_SELECTED TEXT_
- - - - - - -

# Inwards vs outwards self



## slowriot (Nov 11, 2008)

So I was talking to Grim about enneagram on ventrilo last night and I had some thoughts on it. This idea has some lacking thoughts so Im not saying it is perfect.

I have a basic problem with the test. Its not just this test but basically a lot other tests. That there seems to be an inwards behavior and an outwards behavior. My thoughts are basically in correlation with The Johari Window where you have a known self but not known to others (here inwards self) and a known self that is also known to others (the outwards self). Basically if I use myself as an example I have an outwards apperance of 9w8 and an inwards self of 5w6. This problem seems to be something that I have seen in many that have a hard time figuring out their motive for as an example why and how they do things. That these processes hinders them coming to a certain conclusion of what personality they are. Even for myself. And that seems to be a basic problem that I have not with my knowledge of enneagram - which might not be much - have seen adressed.


----------



## mcgooglian (Nov 12, 2008)

I seem to go through phases around people and my outward appearance. At first, I seem all sweet and innocent so I'd say 9w1 at first (especially around people with some kind of authority so I can get away with stuff and get free stuff without even trying). Once I start feeling more comfortable around people, I go back and forth between 7w8 and 9w8. In smaller groups, the 7w8 shows big time and I can be seen as the quiet yet crazy member of the group who doesn't seem to have boundaries with the things I do. Some people would definitely see me as a 7w8 though on the inside, I'm definitely a 9w8.


----------



## TurranMC (Sep 15, 2009)

First off thanks for that Johari window link, that is a very interesting way to to try to understand people.

- - - - - - -

_GIVEN ENTRIES_
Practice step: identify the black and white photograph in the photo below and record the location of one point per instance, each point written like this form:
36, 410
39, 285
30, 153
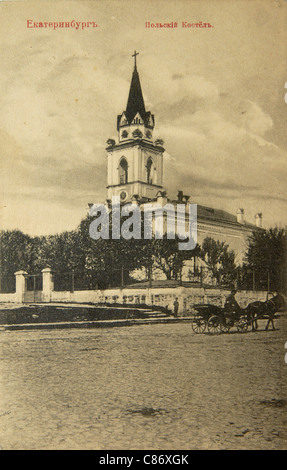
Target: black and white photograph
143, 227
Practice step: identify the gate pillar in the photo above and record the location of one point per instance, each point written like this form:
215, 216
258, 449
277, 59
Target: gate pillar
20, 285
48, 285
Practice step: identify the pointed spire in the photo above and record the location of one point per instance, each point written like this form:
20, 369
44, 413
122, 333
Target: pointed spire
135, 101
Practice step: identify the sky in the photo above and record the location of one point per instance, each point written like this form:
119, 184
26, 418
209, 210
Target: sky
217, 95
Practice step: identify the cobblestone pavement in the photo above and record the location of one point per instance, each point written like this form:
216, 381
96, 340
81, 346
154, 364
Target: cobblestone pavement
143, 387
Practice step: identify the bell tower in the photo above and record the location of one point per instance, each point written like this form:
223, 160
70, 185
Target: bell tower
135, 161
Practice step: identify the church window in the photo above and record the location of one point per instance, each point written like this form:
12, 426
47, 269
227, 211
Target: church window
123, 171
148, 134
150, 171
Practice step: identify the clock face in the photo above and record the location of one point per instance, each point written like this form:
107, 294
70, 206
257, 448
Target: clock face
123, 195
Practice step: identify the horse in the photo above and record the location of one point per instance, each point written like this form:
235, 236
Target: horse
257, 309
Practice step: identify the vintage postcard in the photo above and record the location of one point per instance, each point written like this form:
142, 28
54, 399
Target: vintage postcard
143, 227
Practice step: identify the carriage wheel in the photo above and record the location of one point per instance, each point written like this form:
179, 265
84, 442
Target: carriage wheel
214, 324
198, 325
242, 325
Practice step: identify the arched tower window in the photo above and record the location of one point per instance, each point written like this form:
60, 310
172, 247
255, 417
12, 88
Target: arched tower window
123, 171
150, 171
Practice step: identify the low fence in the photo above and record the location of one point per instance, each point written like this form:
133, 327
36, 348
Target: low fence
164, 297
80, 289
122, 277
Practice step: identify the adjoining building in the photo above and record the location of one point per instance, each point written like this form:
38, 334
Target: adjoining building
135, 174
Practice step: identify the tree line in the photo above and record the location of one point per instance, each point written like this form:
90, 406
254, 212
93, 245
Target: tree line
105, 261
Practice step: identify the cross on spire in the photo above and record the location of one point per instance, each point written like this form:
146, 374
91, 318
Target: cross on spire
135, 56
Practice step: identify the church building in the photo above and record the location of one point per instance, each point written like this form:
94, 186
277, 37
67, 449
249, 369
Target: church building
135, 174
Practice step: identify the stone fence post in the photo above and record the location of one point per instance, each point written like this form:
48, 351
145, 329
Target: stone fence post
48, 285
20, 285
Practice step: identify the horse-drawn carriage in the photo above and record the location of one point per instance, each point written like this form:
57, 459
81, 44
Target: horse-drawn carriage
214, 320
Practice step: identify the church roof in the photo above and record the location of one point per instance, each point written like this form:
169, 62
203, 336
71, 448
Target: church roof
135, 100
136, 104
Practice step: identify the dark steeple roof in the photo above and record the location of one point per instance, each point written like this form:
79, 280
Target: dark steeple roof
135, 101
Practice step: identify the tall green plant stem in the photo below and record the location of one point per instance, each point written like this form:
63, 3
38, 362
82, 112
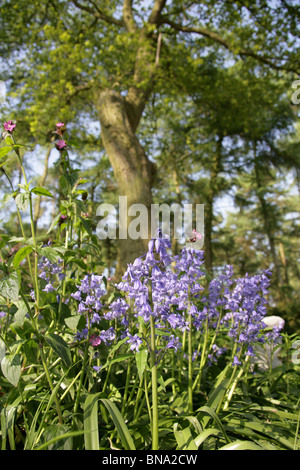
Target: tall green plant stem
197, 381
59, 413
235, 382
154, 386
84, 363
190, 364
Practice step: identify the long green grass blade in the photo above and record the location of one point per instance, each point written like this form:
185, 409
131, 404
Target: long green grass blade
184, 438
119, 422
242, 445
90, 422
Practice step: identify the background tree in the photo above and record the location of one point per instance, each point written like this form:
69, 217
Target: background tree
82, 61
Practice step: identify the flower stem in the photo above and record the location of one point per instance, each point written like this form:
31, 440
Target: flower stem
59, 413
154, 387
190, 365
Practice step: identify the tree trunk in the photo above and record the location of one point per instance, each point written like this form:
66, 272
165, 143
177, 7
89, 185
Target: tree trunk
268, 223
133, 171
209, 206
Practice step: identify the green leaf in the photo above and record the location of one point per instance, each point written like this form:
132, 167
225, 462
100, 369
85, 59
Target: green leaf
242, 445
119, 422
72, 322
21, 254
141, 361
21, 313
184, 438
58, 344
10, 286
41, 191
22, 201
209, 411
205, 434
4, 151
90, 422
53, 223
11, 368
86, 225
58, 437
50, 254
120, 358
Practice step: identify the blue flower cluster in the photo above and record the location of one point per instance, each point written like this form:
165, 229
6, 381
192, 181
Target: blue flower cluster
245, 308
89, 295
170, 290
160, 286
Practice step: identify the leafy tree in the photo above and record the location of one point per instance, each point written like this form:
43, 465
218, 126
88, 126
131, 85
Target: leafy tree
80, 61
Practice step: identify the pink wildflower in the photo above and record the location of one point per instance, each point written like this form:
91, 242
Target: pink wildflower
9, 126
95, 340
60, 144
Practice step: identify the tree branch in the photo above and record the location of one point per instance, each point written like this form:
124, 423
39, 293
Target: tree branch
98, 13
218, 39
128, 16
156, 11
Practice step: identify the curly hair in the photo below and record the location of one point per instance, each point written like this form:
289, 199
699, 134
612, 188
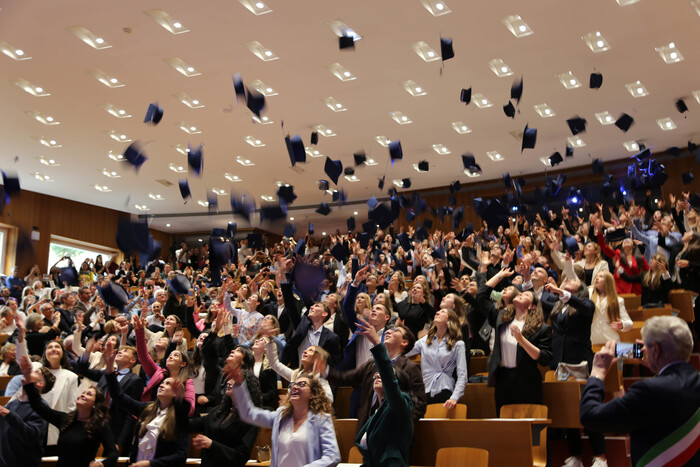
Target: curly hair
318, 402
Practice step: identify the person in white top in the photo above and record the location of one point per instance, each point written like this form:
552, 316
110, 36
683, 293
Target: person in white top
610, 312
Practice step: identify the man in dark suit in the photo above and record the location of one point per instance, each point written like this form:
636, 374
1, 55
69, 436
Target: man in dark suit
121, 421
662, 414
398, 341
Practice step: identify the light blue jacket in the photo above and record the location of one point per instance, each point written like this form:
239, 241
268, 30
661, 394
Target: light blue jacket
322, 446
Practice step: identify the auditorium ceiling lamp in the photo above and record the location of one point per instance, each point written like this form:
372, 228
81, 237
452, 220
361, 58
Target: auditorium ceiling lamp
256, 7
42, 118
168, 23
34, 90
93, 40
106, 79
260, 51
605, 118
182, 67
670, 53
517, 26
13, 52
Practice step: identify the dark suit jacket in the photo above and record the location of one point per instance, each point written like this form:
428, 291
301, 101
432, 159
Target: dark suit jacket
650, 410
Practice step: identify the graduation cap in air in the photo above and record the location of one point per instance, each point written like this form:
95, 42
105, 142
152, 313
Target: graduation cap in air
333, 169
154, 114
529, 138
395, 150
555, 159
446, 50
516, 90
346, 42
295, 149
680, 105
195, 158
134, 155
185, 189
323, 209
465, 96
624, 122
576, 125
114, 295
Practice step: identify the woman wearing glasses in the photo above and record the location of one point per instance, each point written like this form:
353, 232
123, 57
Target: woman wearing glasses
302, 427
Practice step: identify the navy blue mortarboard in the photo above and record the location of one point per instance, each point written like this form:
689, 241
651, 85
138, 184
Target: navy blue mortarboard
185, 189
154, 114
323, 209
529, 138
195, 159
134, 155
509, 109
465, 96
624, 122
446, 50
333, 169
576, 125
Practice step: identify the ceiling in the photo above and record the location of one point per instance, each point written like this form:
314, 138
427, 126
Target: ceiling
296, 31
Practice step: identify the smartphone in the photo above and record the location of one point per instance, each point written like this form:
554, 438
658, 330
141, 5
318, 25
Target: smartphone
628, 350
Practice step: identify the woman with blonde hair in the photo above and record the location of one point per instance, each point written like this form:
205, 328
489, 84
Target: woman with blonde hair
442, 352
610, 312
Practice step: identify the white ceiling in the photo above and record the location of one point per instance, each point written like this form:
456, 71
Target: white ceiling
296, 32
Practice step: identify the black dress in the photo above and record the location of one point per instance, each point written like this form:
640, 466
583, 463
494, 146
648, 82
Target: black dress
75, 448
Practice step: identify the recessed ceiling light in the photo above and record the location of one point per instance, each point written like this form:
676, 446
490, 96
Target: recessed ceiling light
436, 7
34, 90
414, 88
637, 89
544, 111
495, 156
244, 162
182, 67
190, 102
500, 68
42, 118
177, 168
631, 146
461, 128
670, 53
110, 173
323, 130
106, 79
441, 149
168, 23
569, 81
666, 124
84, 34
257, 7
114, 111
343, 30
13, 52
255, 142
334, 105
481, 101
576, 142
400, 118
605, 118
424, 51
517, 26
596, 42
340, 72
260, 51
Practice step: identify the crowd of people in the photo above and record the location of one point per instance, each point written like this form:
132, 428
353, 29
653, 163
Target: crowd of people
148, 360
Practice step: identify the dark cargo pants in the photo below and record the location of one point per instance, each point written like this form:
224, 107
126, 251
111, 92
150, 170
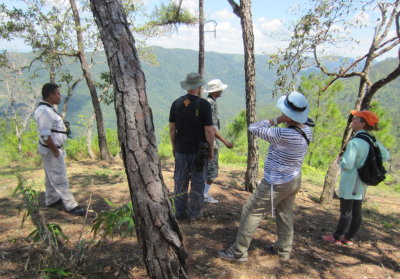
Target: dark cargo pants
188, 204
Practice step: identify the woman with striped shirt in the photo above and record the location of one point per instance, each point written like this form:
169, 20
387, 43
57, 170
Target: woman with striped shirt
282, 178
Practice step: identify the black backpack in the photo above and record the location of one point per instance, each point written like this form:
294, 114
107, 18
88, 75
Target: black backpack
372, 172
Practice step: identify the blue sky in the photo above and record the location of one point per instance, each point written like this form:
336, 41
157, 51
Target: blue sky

- - - - - - -

_WRITTEN PROBLEM 1_
List each distinct enneagram type with a wing (written like 9w8) that appears in the thread on inward versus outward self, in order of first mention.
_WRITTEN PROBLEM 2_
Retype everything in the inward-versus-outward-self thread from "So I was talking" down to "it is perfect.".

_EXERCISE RESPONSE 1_
9w8, 5w6, 9w1, 7w8

_EXERCISE RESPONSE 2_
So I was talking to Grim about enneagram on ventrilo last night and I had some thoughts on it. This idea has some lacking thoughts so Im not saying it is perfect.